> Exercise:
Nothing in the records should differ when they are repeated. Restate them word for word.

> Dataset records:
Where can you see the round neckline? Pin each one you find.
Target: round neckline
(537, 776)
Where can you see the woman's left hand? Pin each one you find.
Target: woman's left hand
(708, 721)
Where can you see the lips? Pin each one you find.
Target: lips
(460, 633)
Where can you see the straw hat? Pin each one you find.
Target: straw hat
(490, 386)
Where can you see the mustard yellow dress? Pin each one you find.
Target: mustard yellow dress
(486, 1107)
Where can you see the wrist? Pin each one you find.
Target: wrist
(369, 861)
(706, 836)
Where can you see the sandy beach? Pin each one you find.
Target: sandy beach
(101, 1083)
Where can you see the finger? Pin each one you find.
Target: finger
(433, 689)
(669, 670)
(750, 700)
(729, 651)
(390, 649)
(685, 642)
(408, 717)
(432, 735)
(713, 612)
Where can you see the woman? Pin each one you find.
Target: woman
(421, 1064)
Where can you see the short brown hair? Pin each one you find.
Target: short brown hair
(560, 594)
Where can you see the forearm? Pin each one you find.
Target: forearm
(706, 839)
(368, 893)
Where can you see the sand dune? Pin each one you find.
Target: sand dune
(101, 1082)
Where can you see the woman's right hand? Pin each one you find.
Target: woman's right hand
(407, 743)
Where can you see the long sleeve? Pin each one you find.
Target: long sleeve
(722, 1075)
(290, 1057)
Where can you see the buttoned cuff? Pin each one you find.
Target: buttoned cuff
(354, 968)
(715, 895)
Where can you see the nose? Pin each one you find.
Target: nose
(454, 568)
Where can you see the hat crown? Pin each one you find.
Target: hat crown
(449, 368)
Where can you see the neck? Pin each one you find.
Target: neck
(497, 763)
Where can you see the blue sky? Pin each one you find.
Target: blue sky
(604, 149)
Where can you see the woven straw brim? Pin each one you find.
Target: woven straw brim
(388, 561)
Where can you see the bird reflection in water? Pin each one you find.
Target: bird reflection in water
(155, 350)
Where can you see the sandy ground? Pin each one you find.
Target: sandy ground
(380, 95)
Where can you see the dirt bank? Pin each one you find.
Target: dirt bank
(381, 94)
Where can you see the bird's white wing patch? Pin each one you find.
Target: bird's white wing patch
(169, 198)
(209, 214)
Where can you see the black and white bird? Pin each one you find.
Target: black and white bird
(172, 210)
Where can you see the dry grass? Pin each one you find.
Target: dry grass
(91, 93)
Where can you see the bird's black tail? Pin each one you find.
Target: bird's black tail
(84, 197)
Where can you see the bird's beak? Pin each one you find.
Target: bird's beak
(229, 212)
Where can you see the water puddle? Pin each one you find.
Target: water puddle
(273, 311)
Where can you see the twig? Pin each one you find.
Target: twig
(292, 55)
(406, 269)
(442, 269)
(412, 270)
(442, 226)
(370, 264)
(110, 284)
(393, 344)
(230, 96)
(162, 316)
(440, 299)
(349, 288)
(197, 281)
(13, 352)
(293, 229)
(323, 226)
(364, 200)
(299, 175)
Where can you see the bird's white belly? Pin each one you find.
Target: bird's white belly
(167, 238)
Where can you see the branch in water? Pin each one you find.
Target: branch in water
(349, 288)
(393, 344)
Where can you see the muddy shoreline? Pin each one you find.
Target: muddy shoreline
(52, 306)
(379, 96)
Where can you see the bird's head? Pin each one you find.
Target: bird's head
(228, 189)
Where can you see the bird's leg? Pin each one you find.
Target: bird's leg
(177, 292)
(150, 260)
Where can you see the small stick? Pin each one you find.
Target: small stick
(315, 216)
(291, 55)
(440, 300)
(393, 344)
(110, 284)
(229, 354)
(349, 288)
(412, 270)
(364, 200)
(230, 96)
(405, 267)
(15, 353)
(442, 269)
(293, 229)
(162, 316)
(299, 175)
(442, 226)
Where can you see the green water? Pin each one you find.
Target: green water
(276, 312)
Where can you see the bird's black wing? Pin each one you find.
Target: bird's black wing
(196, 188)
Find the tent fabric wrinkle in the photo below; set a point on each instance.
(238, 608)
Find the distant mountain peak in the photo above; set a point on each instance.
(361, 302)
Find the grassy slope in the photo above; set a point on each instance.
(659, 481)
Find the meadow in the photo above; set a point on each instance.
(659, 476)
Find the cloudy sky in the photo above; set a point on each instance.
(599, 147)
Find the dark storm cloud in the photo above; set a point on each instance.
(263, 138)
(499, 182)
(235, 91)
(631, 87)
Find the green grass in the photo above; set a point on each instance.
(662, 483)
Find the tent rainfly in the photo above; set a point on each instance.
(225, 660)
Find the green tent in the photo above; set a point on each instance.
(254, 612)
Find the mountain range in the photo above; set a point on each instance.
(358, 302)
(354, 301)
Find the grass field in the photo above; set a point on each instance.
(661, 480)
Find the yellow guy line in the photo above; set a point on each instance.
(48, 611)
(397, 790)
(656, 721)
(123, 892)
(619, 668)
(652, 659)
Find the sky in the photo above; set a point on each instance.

> Result of the task:
Where can you see the round neckline? Pin each one you find.
Target: round neckline
(537, 776)
Where can you see the woman's left hand? Pin each one you find.
Target: woman's left hand
(708, 721)
Where can you see the lips? Pin each one you find.
Target: lips
(460, 633)
Where can you see the straw hat? Pin each one you find.
Target: straw hat
(490, 386)
Where can you see the mustard yellow dress? Pin each one you find.
Target: mustard yellow dress
(486, 1107)
Where can you see the wrist? Pin each one you find.
Target: wrist
(369, 861)
(706, 836)
Where can you see the sandy beach? Pin each one you find.
Target: sandy beach
(101, 1083)
Where can you see the finger? Pin each one you find.
Target: finger
(433, 689)
(669, 670)
(750, 700)
(729, 651)
(390, 649)
(685, 642)
(408, 717)
(432, 735)
(713, 612)
Where can you see the woman? Pin each one you find.
Target: woman
(421, 1064)
Where can you see the short brown hair? Pin each one you find.
Target: short brown hair
(560, 594)
Where can you see the forearm? Pin each one you find.
Target: forearm
(706, 839)
(368, 893)
Where can you see the sand dune? Pin each one you find.
Target: sand dune
(101, 1082)
Where can you see the woman's right hand? Pin each one you find.
Target: woman's right hand
(407, 743)
Where can you see the long sleeve? Pin each one you find.
Target: long sleeve
(722, 1075)
(290, 1057)
Where can you see the buttoned cuff? Pin each one you find.
Target: buttoned cuff
(354, 968)
(715, 895)
Where can you see the nose? Pin each one you find.
Target: nose
(454, 568)
Where can you see the hat crown? Pin each one you find.
Target: hat crown
(449, 368)
Where can you see the neck? Pin each one you find.
Target: neck
(497, 763)
Where can you see the blue sky? Pin each one you find.
Target: blue sky
(604, 149)
Where can you see the woven straw brim? Pin each one you find.
Target: woven straw brim
(388, 561)
Where can you see the bird reflection in water? Pin each one you find.
Target: bird reflection in water
(155, 350)
Where can you see the sandy ground? Pin each one you find.
Target: sandy ground
(380, 95)
Where can you see the dirt bank? Pin each one you find.
Target: dirt bank
(381, 94)
Where can you see the bird's white wing patch? Pin each one you find.
Target: bird's white wing patch
(169, 198)
(209, 214)
Where can you see the black and white bird? Pin each one you find.
Target: black and white bird
(172, 210)
Where can you see the dry grass? Pin each one you find.
Target: dry grass
(91, 93)
Where can you see the bird's black tail? Pin each one you find.
Target: bird's black tail
(84, 197)
Where can you see the bird's beak? Pin each one you find.
Target: bird's beak
(229, 212)
Where can you see the water puddle? Pin each one you find.
Target: water puddle
(273, 311)
Where can you see the twig? Pin each one you find.
Target: twig
(292, 55)
(406, 269)
(442, 269)
(412, 270)
(442, 226)
(370, 264)
(110, 284)
(393, 344)
(230, 96)
(162, 316)
(440, 299)
(349, 288)
(197, 281)
(13, 352)
(293, 229)
(323, 226)
(364, 200)
(299, 175)
Where can you see the bird's white belly? Pin each one you find.
Target: bird's white belly
(167, 238)
Where can you see the branch in water? Pin each one you find.
Target: branch in water
(349, 288)
(393, 344)
Where can you see the muddy shoreline? Pin each one you find.
Target: muddy shoreline
(52, 306)
(379, 96)
Where can you see the bird's head? Pin each one you find.
Target: bird's head
(228, 189)
Where can you see the bird's leg? Pin each one you find.
Target: bird's leg
(177, 292)
(150, 260)
Where can you see the small stick? Pin each one you find.
Target: small stick
(315, 216)
(291, 55)
(440, 300)
(393, 344)
(110, 284)
(229, 354)
(349, 288)
(412, 270)
(364, 200)
(230, 96)
(405, 267)
(15, 353)
(442, 269)
(293, 229)
(162, 316)
(299, 175)
(442, 226)
Where can you see the green water? Pin each one you find.
Target: green water
(276, 312)
Where can you see the bird's black wing? Pin each one you find.
Target: bird's black wing
(196, 188)
Find the tent fabric wrinkle in the photo below; set a point on each instance.
(238, 608)
Find the distant mountain peak in the photo above; set a point on each instance.
(361, 302)
Find the grassy slope in the photo above; set a point on each instance.
(659, 481)
Find the meadow in the photo above; set a point on each instance.
(659, 476)
Find the cloudy sky in the photo above; set a point on each instance.
(599, 147)
Find the dark storm cloud in the photo above; set a point on each instance.
(263, 138)
(499, 182)
(235, 91)
(631, 87)
Find the green grass in the photo above; set a point on each instance.
(662, 483)
Find the tent rainfly in the photo above; set a point on each instance.
(225, 660)
Find the green tent in the photo above; set a point on each instance.
(254, 612)
Find the mountain range in the photo above; set a point on each instance.
(358, 302)
(354, 301)
Find the grass field in the photo above; set a point on each instance.
(661, 480)
Find the yellow guy line in the photo above; set a point on each instance.
(48, 611)
(397, 790)
(656, 721)
(123, 892)
(619, 668)
(652, 659)
Find the sky in the photo above; set a point on each instance.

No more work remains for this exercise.